_TASK OBJECTIVE_
Pull every line containing "stem" out of the listing below.

_SUPPLIED DATA_

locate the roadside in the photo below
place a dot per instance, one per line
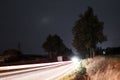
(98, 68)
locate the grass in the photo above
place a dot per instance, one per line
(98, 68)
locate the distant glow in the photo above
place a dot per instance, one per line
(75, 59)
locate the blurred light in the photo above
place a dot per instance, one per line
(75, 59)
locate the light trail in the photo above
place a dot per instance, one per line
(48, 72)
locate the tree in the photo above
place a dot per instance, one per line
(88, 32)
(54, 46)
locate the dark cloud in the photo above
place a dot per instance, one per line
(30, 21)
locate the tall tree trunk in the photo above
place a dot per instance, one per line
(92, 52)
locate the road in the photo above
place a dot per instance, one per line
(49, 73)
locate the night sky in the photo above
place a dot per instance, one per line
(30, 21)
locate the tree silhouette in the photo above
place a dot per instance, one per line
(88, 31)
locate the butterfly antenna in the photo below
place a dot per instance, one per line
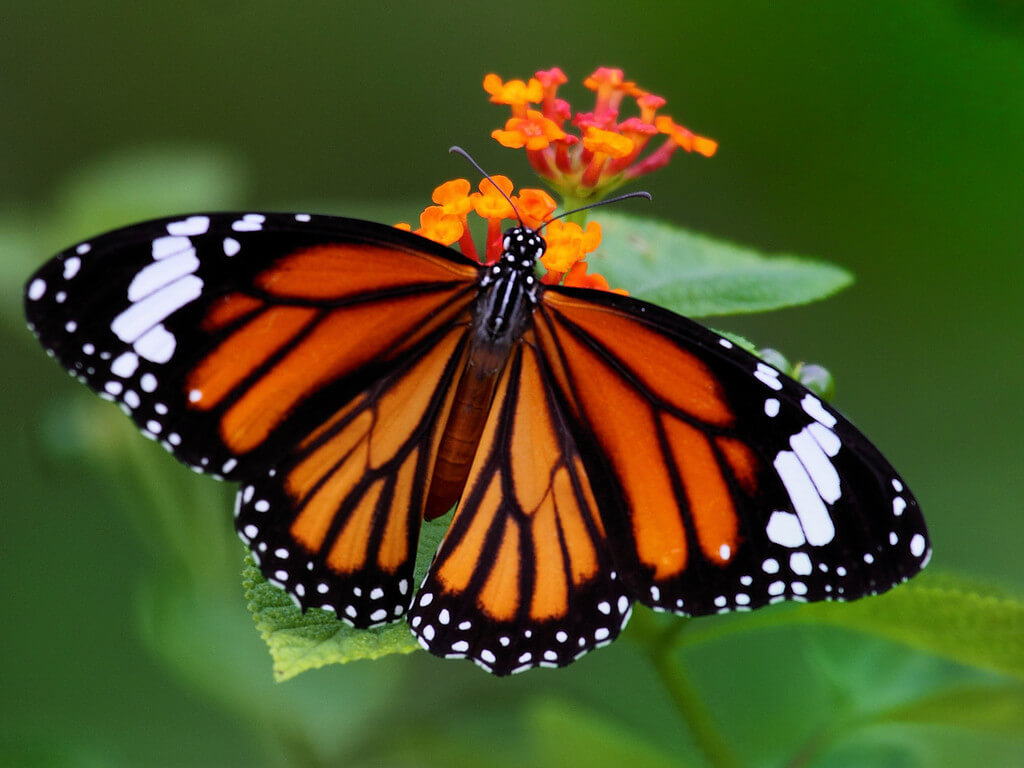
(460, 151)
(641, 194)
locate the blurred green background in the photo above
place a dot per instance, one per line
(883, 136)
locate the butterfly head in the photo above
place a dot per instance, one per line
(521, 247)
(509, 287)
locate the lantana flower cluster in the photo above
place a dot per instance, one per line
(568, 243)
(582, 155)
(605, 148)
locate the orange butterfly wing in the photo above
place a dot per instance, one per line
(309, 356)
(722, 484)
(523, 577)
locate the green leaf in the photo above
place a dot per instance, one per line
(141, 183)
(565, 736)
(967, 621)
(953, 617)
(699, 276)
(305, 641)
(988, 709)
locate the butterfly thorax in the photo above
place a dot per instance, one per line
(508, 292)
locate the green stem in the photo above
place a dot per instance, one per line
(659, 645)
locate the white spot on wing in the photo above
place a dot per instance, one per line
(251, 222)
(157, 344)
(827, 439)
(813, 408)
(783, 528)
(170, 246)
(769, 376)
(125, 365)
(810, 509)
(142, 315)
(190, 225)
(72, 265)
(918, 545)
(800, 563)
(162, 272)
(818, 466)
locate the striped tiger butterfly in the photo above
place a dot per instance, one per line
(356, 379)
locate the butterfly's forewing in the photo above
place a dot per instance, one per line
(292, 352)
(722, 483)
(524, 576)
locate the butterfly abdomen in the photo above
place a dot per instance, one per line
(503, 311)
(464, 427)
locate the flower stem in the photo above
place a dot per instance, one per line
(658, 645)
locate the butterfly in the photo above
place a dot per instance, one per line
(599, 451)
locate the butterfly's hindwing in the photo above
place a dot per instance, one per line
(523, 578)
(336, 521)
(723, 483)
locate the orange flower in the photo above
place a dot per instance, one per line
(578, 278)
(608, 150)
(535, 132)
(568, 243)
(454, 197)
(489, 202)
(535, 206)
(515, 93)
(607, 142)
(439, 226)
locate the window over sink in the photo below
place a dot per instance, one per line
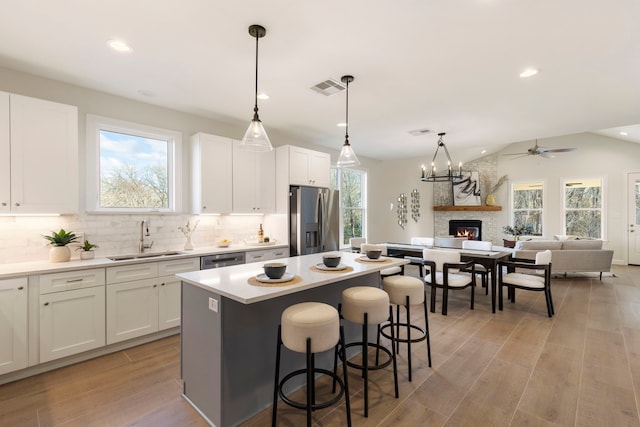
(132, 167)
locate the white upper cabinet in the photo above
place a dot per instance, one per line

_PROBLEM SOLUTION_
locate the green stem in the photo above
locate the flower stem in the photo above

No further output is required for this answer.